With the dinner table temporarily sagging beneath the
intellectual weight of two tiny but highly verbal American
children, the nature of our conversation has changed so
dramatically, I often wonder if I have stumbled into the
wrong house. We are at present operating on a level which is
quite simply beyond anything I can muster.
"Okay," roars the one at the table who gives all the
commands, doubtless thinking she is still at school, and
that's fair enough, "it's time to say three things we did
today."
Phwooaaarrr! Children love this. They do, after all, three
things a second. Six year-olds, and we have one of these,
start their school day by giving news, where jewelled casket
family secrets are sprayed around the classroom's walls like
paint. I'll warrant primary school teachers' Three Things I
Heard From The Kids At School Today is a dinner table topic
that freezes food at the first swallow.
What I have been finding with this talking about the day
thing is that, first, I have to somehow justify my day being
worthy enough to have actually consisted of three worthwhile
things. And, secondly, to somehow describe these things in
such a way that one of the grandchildren doesn't ask if
granddad is still going.

Exercise 1:
Answer these questions from the dinner-table passage:
(a) What does the one at the table who gives all the commands say it is time to do?
(b) How do six-year-olds start their school day?
(c) What does the narrator first have to justify?

Records supplied:
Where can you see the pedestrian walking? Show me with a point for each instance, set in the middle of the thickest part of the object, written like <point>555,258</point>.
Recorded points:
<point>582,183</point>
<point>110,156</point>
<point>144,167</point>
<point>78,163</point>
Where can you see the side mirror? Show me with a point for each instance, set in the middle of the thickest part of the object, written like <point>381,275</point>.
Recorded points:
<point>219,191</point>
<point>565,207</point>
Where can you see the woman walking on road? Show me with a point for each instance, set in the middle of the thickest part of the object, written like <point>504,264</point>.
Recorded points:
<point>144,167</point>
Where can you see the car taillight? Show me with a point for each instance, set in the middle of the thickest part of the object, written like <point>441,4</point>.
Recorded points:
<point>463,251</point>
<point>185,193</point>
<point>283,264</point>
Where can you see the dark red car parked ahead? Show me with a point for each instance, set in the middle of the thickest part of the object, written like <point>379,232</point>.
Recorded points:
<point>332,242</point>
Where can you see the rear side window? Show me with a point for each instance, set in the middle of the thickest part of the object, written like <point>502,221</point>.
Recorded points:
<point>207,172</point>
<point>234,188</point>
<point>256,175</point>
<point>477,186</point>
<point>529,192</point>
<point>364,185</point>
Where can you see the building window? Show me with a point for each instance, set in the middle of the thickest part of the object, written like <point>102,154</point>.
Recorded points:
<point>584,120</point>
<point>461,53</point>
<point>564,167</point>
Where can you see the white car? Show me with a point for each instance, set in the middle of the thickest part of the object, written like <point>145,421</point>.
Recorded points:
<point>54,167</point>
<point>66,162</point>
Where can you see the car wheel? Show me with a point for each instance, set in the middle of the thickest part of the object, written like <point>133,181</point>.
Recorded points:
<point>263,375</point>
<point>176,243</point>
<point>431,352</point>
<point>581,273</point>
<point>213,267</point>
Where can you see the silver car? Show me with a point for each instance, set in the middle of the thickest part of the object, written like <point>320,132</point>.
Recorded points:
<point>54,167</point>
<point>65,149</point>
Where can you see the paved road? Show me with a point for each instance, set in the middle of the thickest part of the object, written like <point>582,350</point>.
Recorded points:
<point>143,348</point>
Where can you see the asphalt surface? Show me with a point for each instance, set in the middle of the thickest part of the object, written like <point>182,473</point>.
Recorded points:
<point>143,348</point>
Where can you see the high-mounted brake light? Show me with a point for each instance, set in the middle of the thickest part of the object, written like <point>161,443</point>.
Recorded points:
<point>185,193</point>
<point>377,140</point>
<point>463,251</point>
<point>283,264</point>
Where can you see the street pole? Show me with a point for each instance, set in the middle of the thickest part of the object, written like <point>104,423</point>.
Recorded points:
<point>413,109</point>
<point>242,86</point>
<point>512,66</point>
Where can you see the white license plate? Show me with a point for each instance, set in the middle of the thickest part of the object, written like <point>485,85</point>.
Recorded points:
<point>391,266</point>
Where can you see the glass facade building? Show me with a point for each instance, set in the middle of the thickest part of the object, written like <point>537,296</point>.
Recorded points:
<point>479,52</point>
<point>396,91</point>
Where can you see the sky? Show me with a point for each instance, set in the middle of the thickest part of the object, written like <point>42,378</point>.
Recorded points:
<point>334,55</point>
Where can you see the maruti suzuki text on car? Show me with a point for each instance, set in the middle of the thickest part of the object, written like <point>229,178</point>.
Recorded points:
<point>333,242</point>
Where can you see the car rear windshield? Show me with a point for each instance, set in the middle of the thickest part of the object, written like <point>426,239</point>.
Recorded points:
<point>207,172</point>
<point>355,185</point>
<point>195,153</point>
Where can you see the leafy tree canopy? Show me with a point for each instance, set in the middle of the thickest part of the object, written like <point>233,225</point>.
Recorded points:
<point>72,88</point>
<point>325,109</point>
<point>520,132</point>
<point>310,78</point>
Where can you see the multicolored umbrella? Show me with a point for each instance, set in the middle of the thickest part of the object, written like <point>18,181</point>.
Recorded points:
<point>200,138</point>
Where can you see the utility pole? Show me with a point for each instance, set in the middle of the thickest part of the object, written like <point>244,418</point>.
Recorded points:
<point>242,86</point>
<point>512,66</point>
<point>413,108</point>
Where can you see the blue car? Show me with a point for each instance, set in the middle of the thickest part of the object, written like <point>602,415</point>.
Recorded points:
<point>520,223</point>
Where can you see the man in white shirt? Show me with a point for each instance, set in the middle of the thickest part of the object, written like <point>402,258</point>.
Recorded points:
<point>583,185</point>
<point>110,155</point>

Exercise 2:
Update the records from the line containing "Where can you see the leafy" through the end of the records, replacing "thickest" with "widest" and changing nothing else.

Correct result 1:
(a) To say three things we did today.
(b) By giving news.
(c) That the narrator's day was worthy enough to have consisted of three worthwhile things.

Correct result 2:
Where can you see the leafy tree canopy? Show me with a point for each instance, set in the middle of the widest part of the object, written like <point>233,225</point>.
Recorded points:
<point>72,88</point>
<point>325,109</point>
<point>520,132</point>
<point>310,78</point>
Where can you see the multicolored umbrella? Show me with a point for each instance, set in the middle of the widest part of the object, written like <point>18,181</point>.
Recorded points:
<point>200,138</point>
Where can you see the utility pole? Show me with a point for each instance, set in the middle of the widest part of the object, written like <point>244,418</point>.
Recorded points:
<point>242,86</point>
<point>512,66</point>
<point>413,108</point>
Where can you see the blue car? Show me with a point for each instance, set in the middle of the widest part of the object, written like <point>602,415</point>.
Recorded points:
<point>520,223</point>
Where can you see the man in white shirt? Show me with a point for each instance, set in the middle of the widest part of the object, written like <point>402,258</point>.
Recorded points:
<point>583,185</point>
<point>110,155</point>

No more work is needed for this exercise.